Saved data entries:
════

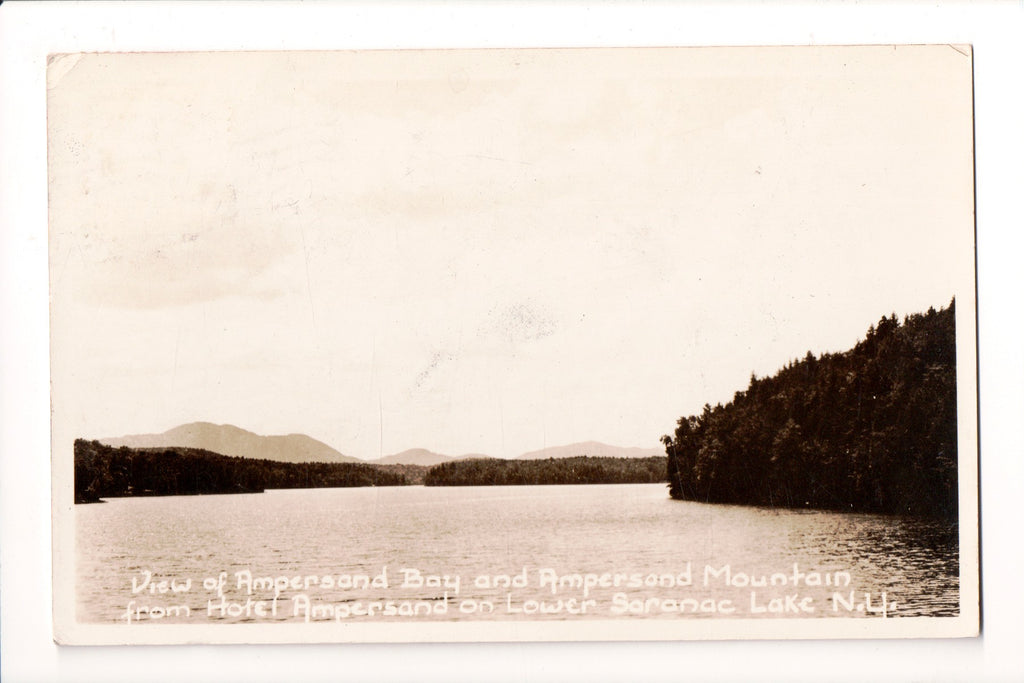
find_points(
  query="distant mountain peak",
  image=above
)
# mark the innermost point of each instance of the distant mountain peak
(231, 440)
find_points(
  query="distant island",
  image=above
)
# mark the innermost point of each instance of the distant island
(871, 429)
(574, 470)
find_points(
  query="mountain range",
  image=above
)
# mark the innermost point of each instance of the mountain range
(231, 440)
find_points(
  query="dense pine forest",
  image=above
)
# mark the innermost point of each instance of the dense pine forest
(581, 469)
(871, 429)
(103, 471)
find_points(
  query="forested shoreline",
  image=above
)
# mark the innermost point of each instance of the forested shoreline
(103, 471)
(576, 470)
(871, 429)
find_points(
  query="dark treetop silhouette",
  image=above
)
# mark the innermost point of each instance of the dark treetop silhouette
(871, 429)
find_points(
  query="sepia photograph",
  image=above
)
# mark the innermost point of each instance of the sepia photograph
(547, 344)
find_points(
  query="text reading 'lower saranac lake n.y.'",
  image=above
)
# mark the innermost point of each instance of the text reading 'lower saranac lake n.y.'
(411, 593)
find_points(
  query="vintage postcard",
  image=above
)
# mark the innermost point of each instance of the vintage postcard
(513, 344)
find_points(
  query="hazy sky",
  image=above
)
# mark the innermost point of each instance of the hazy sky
(487, 251)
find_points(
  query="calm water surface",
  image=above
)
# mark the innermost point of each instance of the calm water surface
(412, 538)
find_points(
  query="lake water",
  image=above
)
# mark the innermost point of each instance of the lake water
(603, 551)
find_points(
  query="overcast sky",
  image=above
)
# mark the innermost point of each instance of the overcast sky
(487, 251)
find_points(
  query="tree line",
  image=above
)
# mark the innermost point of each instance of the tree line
(576, 470)
(103, 471)
(870, 429)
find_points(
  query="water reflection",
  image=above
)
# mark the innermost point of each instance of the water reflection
(487, 532)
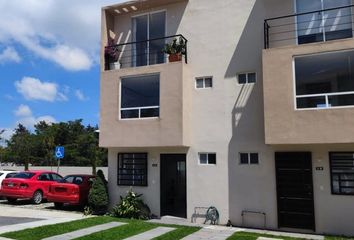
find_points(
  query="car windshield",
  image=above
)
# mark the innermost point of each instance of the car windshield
(24, 175)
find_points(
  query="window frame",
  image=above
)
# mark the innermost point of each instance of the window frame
(247, 73)
(120, 109)
(326, 95)
(207, 159)
(203, 78)
(145, 174)
(249, 158)
(331, 175)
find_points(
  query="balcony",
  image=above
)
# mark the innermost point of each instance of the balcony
(144, 53)
(309, 27)
(307, 78)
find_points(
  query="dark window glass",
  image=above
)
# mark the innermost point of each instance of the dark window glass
(342, 173)
(132, 169)
(242, 78)
(142, 91)
(243, 158)
(200, 83)
(208, 82)
(24, 175)
(212, 158)
(251, 77)
(254, 158)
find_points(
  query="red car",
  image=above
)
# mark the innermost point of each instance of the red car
(73, 190)
(29, 184)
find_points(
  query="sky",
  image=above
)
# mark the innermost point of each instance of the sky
(49, 61)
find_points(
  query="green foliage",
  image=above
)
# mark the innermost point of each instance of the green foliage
(37, 147)
(131, 206)
(178, 46)
(98, 197)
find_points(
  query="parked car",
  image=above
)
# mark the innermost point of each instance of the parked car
(72, 189)
(32, 185)
(6, 174)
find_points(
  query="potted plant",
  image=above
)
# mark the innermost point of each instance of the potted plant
(111, 56)
(175, 50)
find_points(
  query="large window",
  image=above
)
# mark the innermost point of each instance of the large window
(342, 172)
(325, 80)
(323, 25)
(132, 169)
(140, 97)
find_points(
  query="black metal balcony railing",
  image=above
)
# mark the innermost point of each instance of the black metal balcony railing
(308, 27)
(141, 53)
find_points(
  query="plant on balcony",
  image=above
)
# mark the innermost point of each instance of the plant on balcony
(111, 55)
(175, 50)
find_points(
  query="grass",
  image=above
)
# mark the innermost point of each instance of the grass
(254, 236)
(132, 228)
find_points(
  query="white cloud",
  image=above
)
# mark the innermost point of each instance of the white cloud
(9, 54)
(26, 118)
(65, 32)
(35, 89)
(23, 111)
(80, 95)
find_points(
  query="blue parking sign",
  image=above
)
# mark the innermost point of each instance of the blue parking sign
(59, 152)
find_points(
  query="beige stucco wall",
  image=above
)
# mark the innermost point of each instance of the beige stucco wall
(284, 124)
(167, 130)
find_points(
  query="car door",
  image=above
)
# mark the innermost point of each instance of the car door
(44, 181)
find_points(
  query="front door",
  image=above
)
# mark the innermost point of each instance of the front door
(173, 185)
(295, 190)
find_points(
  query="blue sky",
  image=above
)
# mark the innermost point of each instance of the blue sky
(49, 68)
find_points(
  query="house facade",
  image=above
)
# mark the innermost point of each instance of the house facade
(257, 118)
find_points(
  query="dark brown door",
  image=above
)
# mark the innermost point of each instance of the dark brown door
(173, 185)
(295, 190)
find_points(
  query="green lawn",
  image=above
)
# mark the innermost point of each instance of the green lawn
(132, 228)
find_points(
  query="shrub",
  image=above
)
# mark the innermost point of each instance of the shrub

════

*What you need to do*.
Check each line of the entries for the string "shrub". Copy the lines that have it.

*Answer box*.
  query="shrub",
# mark the innermost point of each instance of the shrub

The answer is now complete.